__INFORMATION PROVIDED__:
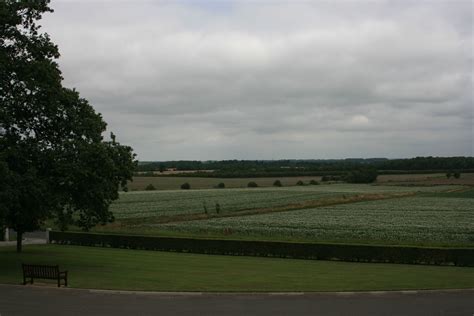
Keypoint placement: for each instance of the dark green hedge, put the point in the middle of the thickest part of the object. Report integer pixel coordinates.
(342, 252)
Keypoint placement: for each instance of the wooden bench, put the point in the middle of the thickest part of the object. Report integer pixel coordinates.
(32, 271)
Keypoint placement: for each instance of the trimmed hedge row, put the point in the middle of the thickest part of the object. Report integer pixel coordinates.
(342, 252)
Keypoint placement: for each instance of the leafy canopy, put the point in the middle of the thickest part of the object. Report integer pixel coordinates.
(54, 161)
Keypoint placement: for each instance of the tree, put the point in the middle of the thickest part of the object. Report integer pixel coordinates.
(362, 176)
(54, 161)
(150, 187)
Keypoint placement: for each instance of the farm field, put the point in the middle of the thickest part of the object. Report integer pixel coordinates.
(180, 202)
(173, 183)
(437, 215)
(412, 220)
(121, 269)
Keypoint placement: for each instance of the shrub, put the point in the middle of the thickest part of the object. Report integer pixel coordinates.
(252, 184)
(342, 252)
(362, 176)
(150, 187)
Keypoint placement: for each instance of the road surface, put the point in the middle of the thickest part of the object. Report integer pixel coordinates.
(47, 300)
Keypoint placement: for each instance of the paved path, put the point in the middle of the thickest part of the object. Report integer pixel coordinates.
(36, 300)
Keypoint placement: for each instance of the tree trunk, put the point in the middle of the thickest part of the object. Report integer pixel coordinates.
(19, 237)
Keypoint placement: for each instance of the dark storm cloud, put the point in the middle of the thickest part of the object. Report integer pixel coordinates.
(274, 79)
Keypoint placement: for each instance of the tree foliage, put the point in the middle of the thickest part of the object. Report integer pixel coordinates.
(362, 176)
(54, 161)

---

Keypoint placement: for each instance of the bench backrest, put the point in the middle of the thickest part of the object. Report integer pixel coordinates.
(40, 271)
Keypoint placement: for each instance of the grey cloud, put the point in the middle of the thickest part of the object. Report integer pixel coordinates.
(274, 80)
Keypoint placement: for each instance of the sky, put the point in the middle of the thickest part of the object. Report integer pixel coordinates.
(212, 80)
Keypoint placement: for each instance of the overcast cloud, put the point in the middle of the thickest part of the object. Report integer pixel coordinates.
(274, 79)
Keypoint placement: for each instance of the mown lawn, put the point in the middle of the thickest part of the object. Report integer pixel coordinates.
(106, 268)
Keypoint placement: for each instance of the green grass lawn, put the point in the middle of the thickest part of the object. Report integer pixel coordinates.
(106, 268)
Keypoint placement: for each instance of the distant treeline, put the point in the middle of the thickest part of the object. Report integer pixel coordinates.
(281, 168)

__WHAT IS REQUIRED__: Extract every line of the data above that contains the word "dark". Matching is case-sensitive.

__TASK RESULT__:
Keypoint placement: for each instance of the dark green hedge, put the point in the middle of the thickest part of the object. Report integer pixel coordinates.
Keypoint placement: for each instance of the dark storm cloud, put the point in the middle of the thickest part of the object. Report integer pixel coordinates.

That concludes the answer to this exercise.